Murri is a demonym for Aboriginal Australians of modern-day Queensland and north-western New South Wales. For some people and organisations, the use of Indigenous language regional terms is an expression of pride in their heritage. The term includes many ethno-linguistic groups within the area, such as the Kamilaroi (Gamilaraay) and Yuggera (Jagera) peoples.

Many Murri people play rugby league, and the annual Murri Rugby League Carnival is a big event in the sporting calendar.

History 
Many Murri were forcibly removed from their land, and placed on missions and Aboriginal reserves with other tribes with whom their relations may not have been friendly. From 1900 until 1972, a substantial number of Murri children became part of the Stolen Generations.

Along with all Australian Aboriginal people they were given suffrage in 1962 for federal elections, along with free access to Musgrave Park. They now own and operate the Murri radio network.

Ethno-linguistic groups
Many of the Murri peoples spoke languages of the Mari family, which was named after the Murri people, but ethnicity and language classifications do not correspond completely. Specific ethno-linguistic groups include:

 Butchulla (Batjala)
 Baruŋgam
 Bayali
 Birri Gubba (Birigaba, Biria)
 Bundjalung
 (see also Yugambeh-Bandjalangic peoples)
 Darumbal
 Djabugay
 Dyirbal (Jirrbal)
 Gangulu
 Goreng Goreng
 Gubbi Gubbi
 Guwinmal (Koinjmal)
 Jandai
 Kamilaroi (Gamilaraay)
 Mamu
 Turrbul
 Wakka Wakka
 Wangaibon
 Weilwan (Wayilwan)
 Wik peoples such as the Wik Munkin
 Yuggera (Jagera)

Murri Courts

Murri Courts,  a type of specialist community court for sentencing Aboriginal and Torres Strait Islander people in Queensland, were established in August 2002. After being closed down by the government in September 2012 as a cost-cutting exercise, they were reopened in April 2016 under the new Palaszczuk government. in April 2016.

Sport
Since 2011, the annual Murri Rugby League Carnival has been held with the support of the Arthur Beetson Foundation and the Deadly Choices organisation. Through the four-day Carnival, players are selected to represent the Queensland Murri Rugby League team to participate against touring teams in Australia or other countries.

> Entries shown:

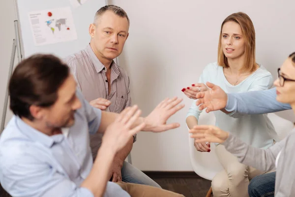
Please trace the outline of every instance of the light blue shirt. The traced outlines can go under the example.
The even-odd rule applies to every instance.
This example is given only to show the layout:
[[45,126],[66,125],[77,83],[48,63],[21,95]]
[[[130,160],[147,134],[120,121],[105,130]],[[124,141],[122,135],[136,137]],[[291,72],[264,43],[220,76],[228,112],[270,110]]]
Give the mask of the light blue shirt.
[[[239,93],[257,90],[267,90],[272,85],[272,76],[263,66],[236,85],[230,84],[223,72],[223,68],[217,63],[211,63],[204,69],[199,83],[207,81],[220,86],[228,93]],[[194,100],[187,117],[193,116],[199,120],[202,112]],[[267,148],[273,144],[273,139],[279,138],[267,114],[249,115],[236,117],[234,113],[226,114],[221,111],[213,112],[216,118],[215,125],[237,136],[243,142],[254,147]],[[237,118],[234,118],[234,117]]]
[[[10,195],[94,197],[80,185],[92,166],[89,133],[98,130],[101,111],[92,107],[79,92],[77,95],[82,107],[67,133],[49,136],[17,116],[9,121],[0,137],[0,181]],[[129,196],[110,183],[105,196],[114,191]]]
[[276,100],[275,88],[262,91],[228,94],[225,109],[245,114],[261,114],[291,109],[289,104]]

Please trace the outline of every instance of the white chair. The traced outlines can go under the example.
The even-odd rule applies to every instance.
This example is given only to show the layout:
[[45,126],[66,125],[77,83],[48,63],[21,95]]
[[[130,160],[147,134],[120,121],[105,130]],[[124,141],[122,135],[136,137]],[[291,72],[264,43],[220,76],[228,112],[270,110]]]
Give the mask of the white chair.
[[[268,114],[268,117],[272,123],[280,140],[283,139],[294,127],[294,124],[291,121],[274,113]],[[215,118],[212,112],[208,114],[203,112],[200,116],[199,121],[202,124],[214,125]],[[202,178],[212,180],[217,172],[223,169],[215,153],[215,144],[213,143],[210,144],[210,153],[199,152],[194,146],[194,139],[190,138],[189,134],[189,146],[191,164],[195,172]],[[210,188],[206,197],[211,196],[211,193],[212,189]]]

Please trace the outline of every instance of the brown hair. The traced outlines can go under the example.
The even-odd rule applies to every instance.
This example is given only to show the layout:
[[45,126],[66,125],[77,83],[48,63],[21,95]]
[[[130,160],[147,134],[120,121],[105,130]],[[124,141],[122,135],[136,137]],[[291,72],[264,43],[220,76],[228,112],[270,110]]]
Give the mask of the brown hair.
[[37,54],[25,59],[9,81],[10,109],[15,115],[32,121],[30,107],[54,104],[58,89],[69,73],[68,66],[52,55]]
[[99,17],[99,16],[101,16],[104,13],[106,12],[108,10],[111,10],[117,15],[120,16],[122,18],[126,17],[127,20],[128,21],[128,25],[130,25],[130,22],[129,21],[129,19],[128,17],[128,15],[127,13],[123,9],[121,8],[120,7],[118,6],[117,5],[105,5],[103,7],[101,7],[95,13],[95,15],[94,16],[94,21],[93,22],[94,24],[96,24],[96,21],[97,21],[97,19]]
[[218,43],[218,64],[222,67],[229,67],[227,58],[225,57],[221,46],[222,28],[229,21],[233,21],[239,25],[242,33],[245,37],[246,47],[245,49],[245,62],[243,69],[253,72],[256,67],[255,60],[255,30],[250,17],[243,12],[234,13],[228,16],[223,21],[220,29],[219,42]]
[[291,60],[292,60],[293,63],[295,64],[295,52],[291,53],[289,55],[289,58],[291,58]]

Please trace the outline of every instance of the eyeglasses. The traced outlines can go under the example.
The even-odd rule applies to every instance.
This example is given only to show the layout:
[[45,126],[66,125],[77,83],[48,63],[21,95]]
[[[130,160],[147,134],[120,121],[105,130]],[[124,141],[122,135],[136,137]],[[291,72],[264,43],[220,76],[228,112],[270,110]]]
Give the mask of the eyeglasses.
[[279,79],[279,82],[280,83],[280,86],[284,86],[284,84],[285,81],[295,81],[295,80],[287,79],[287,78],[284,77],[283,76],[281,75],[281,68],[278,68],[278,79]]

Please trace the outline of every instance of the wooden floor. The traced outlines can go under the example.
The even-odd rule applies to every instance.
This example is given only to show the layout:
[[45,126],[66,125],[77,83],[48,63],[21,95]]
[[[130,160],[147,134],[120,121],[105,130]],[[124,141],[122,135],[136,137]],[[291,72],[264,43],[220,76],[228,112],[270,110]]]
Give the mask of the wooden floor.
[[[164,174],[146,172],[164,189],[181,194],[186,197],[205,197],[211,181],[195,174]],[[0,185],[0,197],[10,197]]]
[[145,173],[163,189],[185,197],[205,197],[211,187],[211,181],[203,179],[193,172]]

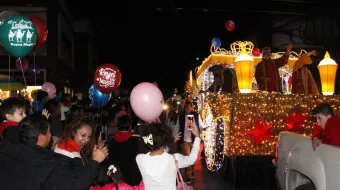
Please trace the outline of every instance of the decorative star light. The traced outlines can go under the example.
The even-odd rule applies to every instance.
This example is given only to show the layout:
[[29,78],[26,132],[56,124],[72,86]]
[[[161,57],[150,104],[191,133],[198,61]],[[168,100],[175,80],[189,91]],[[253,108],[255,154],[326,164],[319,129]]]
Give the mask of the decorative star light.
[[254,138],[255,144],[259,144],[262,140],[272,137],[272,124],[263,124],[261,121],[256,121],[255,128],[248,131],[247,136]]
[[302,115],[299,110],[294,110],[292,115],[285,118],[287,131],[303,131],[302,124],[308,119],[308,116]]

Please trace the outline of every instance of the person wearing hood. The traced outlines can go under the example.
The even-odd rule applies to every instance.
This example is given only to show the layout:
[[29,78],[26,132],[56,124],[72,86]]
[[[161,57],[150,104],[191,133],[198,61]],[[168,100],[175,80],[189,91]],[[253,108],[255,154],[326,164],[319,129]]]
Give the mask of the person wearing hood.
[[[136,157],[138,168],[142,174],[147,190],[176,190],[177,167],[186,168],[195,163],[200,149],[199,131],[192,127],[195,137],[191,152],[188,156],[169,154],[166,147],[174,142],[172,130],[163,123],[152,123],[145,127],[143,141],[150,151]],[[177,167],[176,167],[177,163]]]
[[136,163],[136,156],[143,151],[140,136],[132,132],[132,121],[128,115],[121,115],[117,122],[118,131],[109,146],[110,163],[120,167],[123,181],[138,185],[142,176]]
[[91,162],[77,172],[66,162],[70,158],[47,148],[52,134],[46,116],[29,115],[18,128],[21,143],[0,146],[1,190],[88,189],[98,174],[99,163],[107,156],[107,150],[93,149]]

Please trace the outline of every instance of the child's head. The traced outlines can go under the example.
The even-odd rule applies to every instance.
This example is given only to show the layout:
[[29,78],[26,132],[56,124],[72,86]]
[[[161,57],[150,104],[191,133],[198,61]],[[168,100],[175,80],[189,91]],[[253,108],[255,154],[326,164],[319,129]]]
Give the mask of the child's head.
[[117,127],[119,131],[131,131],[132,123],[130,117],[127,115],[118,117]]
[[76,119],[66,126],[62,138],[71,138],[79,146],[95,143],[94,124],[88,119]]
[[313,115],[318,124],[324,129],[326,122],[334,115],[334,111],[329,103],[321,103],[313,109]]
[[163,123],[151,123],[145,126],[142,138],[150,151],[168,147],[174,142],[171,128]]
[[45,104],[45,108],[51,114],[51,116],[60,116],[61,114],[60,103],[54,99],[49,100]]
[[75,143],[82,147],[82,158],[85,159],[90,154],[92,148],[96,144],[95,125],[89,119],[75,119],[68,124],[60,141],[72,139]]
[[122,174],[117,166],[103,162],[100,164],[98,175],[93,182],[93,186],[102,187],[114,183],[116,189],[118,189],[118,184],[122,181],[122,178]]
[[18,98],[7,98],[2,102],[1,113],[7,121],[20,122],[26,117],[23,100]]

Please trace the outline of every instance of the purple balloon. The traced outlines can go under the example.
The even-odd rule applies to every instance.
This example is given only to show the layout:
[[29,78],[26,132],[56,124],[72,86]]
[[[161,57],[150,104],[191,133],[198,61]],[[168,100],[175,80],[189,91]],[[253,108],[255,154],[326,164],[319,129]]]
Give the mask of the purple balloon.
[[143,82],[133,88],[130,104],[140,119],[150,123],[162,113],[163,94],[154,84]]
[[42,85],[41,90],[47,92],[49,99],[53,99],[57,95],[57,90],[54,84],[50,82],[45,82]]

> Problems and tasks:
(a) In the text on the Murri people, give the passage from "Along with all" through "Murri radio network." again, replacing "suffrage" with "the vote".
(b) According to the text on the Murri people, when were Murri Courts first established?

> Correct answers:
(a)
Along with all Australian Aboriginal people they were given the vote in 1962 for federal elections, along with free access to Musgrave Park. They now own and operate the Murri radio network.

(b) August 2002